### Data excerpts
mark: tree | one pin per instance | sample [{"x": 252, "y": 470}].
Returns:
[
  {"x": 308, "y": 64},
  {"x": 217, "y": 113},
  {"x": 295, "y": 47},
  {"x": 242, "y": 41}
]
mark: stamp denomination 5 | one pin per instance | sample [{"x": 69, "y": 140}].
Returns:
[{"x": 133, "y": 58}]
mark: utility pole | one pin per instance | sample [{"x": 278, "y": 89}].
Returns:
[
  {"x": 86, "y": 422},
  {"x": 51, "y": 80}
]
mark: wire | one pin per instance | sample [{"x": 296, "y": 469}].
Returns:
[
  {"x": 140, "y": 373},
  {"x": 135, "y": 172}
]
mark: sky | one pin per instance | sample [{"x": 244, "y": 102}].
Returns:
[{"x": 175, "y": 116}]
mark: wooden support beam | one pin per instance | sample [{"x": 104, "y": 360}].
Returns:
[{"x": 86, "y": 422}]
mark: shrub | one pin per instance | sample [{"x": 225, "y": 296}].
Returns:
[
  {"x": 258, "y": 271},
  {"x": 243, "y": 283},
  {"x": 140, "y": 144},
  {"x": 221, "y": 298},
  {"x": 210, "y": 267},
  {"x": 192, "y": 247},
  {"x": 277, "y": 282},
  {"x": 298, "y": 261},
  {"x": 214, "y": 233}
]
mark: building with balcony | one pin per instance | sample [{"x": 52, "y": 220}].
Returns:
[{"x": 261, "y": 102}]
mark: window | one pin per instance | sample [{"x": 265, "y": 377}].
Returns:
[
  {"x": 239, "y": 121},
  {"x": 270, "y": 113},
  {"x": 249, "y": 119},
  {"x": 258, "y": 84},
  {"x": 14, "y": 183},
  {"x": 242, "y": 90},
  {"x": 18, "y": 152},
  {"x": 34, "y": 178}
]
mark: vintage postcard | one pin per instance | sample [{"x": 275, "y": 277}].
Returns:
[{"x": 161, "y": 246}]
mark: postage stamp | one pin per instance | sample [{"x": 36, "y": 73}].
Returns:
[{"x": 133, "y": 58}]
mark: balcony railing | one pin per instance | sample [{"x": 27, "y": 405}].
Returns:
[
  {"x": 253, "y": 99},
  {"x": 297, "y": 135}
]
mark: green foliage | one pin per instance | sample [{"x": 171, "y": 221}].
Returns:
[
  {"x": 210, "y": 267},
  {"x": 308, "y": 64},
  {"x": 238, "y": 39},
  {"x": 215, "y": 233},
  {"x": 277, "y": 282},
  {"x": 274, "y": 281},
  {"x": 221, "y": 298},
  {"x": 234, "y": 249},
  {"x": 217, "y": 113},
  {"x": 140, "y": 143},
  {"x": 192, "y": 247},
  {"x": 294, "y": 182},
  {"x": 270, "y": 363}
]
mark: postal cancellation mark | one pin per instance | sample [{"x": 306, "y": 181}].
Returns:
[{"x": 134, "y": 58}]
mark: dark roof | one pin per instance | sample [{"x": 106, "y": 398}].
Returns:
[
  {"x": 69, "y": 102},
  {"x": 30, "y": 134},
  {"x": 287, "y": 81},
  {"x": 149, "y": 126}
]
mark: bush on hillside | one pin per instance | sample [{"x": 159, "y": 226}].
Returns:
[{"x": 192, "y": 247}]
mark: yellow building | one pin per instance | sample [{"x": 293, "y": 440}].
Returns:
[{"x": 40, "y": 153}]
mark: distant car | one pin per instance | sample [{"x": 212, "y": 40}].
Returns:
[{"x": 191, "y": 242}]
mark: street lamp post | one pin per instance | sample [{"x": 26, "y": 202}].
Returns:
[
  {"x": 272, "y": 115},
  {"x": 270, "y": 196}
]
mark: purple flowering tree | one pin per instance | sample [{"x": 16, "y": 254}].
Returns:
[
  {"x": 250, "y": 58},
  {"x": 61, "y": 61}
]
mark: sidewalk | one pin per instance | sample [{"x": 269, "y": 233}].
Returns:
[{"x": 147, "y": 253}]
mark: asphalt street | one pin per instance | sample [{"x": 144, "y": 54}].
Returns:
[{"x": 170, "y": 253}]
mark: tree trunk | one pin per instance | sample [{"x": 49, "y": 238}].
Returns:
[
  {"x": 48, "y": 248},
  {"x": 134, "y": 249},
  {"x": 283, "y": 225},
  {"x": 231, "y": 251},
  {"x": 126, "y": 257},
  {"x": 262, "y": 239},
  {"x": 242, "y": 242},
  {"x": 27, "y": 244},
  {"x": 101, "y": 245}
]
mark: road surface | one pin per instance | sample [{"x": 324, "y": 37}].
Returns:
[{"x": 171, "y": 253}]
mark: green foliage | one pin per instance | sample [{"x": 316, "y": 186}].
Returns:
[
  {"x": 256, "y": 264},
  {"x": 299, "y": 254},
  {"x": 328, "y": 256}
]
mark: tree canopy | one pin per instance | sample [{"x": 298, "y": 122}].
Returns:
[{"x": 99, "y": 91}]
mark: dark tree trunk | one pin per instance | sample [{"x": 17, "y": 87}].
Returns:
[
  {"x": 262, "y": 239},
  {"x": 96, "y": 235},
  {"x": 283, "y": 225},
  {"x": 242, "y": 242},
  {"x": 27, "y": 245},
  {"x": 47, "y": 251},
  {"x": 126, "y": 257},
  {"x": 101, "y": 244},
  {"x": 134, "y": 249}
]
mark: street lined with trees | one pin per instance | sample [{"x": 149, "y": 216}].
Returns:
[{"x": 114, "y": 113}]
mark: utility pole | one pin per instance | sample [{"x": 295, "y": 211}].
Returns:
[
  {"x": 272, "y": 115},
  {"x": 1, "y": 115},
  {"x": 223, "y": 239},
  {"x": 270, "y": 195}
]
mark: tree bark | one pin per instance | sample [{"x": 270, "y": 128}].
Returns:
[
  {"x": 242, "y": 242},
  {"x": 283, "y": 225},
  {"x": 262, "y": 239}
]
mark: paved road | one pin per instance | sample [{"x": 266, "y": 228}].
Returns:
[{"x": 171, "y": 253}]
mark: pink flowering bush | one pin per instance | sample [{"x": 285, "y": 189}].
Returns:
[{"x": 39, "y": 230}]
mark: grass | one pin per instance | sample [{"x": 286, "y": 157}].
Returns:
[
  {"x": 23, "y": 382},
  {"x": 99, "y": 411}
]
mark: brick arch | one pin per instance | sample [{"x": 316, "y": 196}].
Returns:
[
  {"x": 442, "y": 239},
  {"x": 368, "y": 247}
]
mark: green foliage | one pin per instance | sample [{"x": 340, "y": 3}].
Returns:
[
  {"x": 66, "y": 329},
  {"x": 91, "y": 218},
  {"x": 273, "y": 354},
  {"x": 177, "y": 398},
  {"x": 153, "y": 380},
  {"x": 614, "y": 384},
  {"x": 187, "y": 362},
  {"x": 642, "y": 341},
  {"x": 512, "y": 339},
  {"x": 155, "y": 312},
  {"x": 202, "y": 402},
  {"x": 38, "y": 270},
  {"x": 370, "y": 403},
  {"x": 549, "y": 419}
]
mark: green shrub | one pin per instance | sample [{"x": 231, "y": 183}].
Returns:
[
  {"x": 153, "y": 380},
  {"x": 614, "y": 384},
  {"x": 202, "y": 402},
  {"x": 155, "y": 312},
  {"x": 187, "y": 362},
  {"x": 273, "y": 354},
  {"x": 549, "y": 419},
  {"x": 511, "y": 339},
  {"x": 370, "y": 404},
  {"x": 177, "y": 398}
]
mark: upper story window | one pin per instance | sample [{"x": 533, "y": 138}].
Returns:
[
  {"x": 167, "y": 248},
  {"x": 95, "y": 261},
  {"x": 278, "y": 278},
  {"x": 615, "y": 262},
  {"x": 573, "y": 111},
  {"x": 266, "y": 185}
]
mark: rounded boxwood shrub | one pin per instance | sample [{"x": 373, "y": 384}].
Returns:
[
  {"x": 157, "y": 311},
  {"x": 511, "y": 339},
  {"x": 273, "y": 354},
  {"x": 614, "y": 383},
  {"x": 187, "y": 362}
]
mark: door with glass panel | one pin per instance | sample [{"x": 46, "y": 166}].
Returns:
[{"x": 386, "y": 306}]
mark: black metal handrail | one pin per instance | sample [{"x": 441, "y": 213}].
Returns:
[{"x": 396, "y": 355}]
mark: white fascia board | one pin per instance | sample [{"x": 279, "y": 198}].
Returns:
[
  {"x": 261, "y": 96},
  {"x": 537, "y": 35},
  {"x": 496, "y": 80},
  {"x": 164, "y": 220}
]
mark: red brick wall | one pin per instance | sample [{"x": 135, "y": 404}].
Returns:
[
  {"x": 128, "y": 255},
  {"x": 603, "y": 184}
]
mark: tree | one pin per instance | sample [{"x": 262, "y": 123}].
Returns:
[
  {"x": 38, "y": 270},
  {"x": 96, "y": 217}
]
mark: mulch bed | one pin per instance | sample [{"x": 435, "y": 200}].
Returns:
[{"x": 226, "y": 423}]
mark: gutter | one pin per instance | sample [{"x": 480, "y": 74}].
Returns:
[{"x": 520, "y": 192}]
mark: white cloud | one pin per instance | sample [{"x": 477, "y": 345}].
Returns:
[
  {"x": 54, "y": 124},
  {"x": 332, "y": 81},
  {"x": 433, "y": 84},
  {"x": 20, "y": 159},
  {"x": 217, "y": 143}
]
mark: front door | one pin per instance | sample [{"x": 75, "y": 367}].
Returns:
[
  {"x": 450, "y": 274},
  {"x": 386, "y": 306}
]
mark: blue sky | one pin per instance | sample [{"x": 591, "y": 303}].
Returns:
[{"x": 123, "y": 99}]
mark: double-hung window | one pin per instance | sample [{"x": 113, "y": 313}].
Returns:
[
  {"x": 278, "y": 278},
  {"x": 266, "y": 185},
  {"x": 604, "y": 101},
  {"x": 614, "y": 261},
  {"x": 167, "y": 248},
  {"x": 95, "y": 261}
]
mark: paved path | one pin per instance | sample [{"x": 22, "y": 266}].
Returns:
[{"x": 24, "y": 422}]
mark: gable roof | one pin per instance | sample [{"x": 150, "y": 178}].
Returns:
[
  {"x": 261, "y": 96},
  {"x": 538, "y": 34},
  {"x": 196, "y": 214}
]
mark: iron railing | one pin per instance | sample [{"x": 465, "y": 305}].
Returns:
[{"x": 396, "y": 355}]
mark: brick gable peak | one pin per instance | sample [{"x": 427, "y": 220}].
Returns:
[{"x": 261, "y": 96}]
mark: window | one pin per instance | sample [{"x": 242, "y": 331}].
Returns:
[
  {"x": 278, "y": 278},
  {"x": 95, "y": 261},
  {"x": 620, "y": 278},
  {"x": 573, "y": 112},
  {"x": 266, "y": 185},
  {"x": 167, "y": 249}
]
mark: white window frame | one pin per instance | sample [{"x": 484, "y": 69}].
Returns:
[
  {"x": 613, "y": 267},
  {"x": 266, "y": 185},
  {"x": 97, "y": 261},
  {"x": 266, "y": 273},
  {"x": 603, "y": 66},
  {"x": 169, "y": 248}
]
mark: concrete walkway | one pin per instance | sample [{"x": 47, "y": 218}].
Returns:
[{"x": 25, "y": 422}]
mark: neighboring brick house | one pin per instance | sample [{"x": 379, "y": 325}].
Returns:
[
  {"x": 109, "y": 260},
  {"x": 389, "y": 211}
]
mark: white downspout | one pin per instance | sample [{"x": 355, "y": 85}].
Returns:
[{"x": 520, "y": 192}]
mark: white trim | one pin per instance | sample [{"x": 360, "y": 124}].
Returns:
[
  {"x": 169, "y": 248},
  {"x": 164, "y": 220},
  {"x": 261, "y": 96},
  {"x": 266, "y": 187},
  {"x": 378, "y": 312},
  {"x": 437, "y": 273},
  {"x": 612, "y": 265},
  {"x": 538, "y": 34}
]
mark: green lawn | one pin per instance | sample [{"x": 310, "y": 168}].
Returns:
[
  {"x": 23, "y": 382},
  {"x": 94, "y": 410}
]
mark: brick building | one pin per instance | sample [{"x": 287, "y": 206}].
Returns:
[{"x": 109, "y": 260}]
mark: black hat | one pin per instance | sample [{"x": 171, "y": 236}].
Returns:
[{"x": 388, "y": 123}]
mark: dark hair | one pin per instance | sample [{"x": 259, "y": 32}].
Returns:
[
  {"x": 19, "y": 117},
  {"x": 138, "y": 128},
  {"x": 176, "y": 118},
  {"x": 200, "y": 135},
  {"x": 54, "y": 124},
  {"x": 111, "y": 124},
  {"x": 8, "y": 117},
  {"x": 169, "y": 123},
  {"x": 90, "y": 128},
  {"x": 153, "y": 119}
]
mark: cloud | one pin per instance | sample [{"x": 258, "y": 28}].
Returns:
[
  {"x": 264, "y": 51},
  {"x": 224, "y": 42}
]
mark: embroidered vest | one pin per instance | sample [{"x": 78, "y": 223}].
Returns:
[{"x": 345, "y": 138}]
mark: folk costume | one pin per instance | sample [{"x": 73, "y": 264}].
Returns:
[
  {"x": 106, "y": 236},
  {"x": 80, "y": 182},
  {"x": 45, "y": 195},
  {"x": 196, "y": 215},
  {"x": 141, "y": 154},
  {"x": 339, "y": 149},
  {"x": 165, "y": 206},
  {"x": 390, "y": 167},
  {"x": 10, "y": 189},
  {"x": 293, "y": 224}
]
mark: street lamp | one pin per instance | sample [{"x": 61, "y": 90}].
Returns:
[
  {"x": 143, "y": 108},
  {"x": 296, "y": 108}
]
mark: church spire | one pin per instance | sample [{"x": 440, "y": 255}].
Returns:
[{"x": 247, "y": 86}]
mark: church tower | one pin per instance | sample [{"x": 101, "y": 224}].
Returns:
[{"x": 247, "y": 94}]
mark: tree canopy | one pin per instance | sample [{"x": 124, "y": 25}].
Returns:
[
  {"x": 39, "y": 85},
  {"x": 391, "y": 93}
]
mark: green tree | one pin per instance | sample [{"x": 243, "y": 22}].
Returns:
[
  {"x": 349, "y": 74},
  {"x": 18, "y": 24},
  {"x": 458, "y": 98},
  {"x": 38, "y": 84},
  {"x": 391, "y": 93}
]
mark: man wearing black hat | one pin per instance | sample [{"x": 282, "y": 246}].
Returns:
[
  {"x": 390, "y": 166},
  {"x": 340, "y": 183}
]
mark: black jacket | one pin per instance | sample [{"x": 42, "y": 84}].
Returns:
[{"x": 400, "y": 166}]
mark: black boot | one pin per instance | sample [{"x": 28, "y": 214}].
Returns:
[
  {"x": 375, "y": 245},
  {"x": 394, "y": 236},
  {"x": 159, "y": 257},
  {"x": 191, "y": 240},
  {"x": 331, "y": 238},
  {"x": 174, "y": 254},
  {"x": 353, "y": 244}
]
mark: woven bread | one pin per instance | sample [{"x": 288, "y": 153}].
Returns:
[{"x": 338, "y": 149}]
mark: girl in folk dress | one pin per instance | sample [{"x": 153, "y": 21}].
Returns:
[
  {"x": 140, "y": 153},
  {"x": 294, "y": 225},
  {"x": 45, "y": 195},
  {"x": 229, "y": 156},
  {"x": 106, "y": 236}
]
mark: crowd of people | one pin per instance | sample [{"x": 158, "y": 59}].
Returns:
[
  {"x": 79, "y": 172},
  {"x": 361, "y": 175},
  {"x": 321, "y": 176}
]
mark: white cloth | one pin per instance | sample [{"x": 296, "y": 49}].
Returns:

### Work item
Your answer must be the lines above from the one containing "mark: door with" to the one containing "mark: front door", both included, restated word for word.

### Written response
mark: door with glass panel | one pin per instance | sample [{"x": 46, "y": 166}].
Returns:
[{"x": 386, "y": 306}]
mark: black metal handrail | one pin per instance | sample [{"x": 441, "y": 213}].
Returns:
[{"x": 396, "y": 355}]
mark: white fascia board | one pin per instance | sample [{"x": 279, "y": 198}].
Returns:
[
  {"x": 261, "y": 96},
  {"x": 537, "y": 35},
  {"x": 496, "y": 80},
  {"x": 164, "y": 220}
]
mark: red brick wall | one pin per instance | sample [{"x": 135, "y": 404}].
Returns:
[
  {"x": 128, "y": 255},
  {"x": 603, "y": 184}
]
mark: tree | one pin per instance | sample [{"x": 262, "y": 123}].
Returns:
[
  {"x": 38, "y": 270},
  {"x": 96, "y": 217}
]
mark: mulch bed | one pin per instance | sample [{"x": 435, "y": 200}].
Returns:
[{"x": 226, "y": 423}]
mark: gutter | one pin per instance | sample [{"x": 480, "y": 74}].
Returns:
[{"x": 520, "y": 192}]
mark: white cloud | one pin per instance | sample [{"x": 477, "y": 345}].
Returns:
[
  {"x": 54, "y": 124},
  {"x": 332, "y": 81},
  {"x": 433, "y": 84},
  {"x": 20, "y": 159},
  {"x": 217, "y": 143}
]
mark: front door | one pin per instance | sample [{"x": 75, "y": 367}].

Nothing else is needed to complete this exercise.